##### Material provided #####

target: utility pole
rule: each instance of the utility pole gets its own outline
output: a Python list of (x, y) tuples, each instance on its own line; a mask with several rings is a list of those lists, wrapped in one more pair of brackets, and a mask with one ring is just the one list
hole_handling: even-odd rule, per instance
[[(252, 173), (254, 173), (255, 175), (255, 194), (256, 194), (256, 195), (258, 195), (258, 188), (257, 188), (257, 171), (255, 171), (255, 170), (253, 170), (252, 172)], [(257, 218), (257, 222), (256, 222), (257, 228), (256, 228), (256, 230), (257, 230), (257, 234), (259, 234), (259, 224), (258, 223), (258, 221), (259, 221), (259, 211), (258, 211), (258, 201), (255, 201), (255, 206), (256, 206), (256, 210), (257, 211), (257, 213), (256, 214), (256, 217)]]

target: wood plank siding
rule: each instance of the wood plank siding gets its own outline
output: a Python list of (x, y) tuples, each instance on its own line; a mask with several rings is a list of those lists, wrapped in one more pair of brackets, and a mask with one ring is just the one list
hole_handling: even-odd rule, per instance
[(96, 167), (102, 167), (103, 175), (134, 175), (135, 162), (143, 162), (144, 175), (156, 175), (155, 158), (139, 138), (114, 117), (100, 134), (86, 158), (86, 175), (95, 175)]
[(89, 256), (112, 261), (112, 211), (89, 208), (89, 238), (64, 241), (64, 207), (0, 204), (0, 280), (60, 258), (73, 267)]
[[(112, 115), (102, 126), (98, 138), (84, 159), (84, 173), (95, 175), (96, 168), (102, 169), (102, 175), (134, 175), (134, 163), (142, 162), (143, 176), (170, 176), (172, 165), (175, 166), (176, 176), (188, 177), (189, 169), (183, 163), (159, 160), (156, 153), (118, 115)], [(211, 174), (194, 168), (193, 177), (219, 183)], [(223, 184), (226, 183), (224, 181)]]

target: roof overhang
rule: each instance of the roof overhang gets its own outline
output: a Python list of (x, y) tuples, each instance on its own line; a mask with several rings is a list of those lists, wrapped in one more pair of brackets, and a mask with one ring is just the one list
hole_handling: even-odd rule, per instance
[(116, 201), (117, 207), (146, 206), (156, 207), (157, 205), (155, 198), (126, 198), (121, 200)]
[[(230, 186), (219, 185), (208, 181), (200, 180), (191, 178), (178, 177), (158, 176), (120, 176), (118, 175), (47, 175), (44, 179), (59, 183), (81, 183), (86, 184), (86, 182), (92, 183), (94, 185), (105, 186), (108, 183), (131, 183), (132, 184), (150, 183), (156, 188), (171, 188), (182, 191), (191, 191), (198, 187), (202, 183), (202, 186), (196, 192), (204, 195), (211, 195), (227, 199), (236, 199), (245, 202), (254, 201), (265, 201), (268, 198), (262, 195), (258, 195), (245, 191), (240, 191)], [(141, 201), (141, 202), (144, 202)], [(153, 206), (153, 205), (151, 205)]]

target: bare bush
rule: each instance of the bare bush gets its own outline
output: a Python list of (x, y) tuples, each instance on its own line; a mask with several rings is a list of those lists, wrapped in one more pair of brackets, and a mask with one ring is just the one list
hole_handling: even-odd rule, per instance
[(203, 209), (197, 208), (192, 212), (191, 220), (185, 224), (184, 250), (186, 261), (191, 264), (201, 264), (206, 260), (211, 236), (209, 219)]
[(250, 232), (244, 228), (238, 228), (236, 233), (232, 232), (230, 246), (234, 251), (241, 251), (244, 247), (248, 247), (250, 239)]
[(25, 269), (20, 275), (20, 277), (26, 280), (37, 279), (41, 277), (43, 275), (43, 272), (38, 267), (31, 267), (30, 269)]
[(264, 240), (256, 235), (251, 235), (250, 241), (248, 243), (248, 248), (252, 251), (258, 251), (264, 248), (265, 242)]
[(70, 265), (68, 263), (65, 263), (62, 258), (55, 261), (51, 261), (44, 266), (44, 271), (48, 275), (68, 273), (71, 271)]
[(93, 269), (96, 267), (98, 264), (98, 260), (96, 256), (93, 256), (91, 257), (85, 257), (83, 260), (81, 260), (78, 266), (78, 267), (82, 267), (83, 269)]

#####

Please reproduce the material word for word, beginning at its first line and stopping after the line that contains "214), (256, 217)]]".

* Answer to this problem
target: utility pole
rule: each instance of the utility pole gets its own outline
output: a Python list of (x, y) tuples, each instance on its own line; a mask with several rings is a list of those lists, wrapped in one more pair of brackets, and a mask with one ring is just the one list
hole_handling: even-odd rule, per instance
[[(252, 173), (254, 173), (255, 175), (255, 194), (256, 194), (256, 195), (258, 195), (258, 188), (257, 188), (257, 171), (255, 171), (255, 170), (253, 170), (252, 172)], [(257, 218), (257, 222), (256, 222), (257, 228), (256, 228), (256, 230), (257, 230), (257, 234), (259, 234), (259, 224), (258, 223), (258, 221), (259, 221), (259, 211), (258, 211), (258, 201), (255, 201), (255, 206), (256, 206), (256, 210), (257, 211), (257, 213), (256, 214), (256, 217)]]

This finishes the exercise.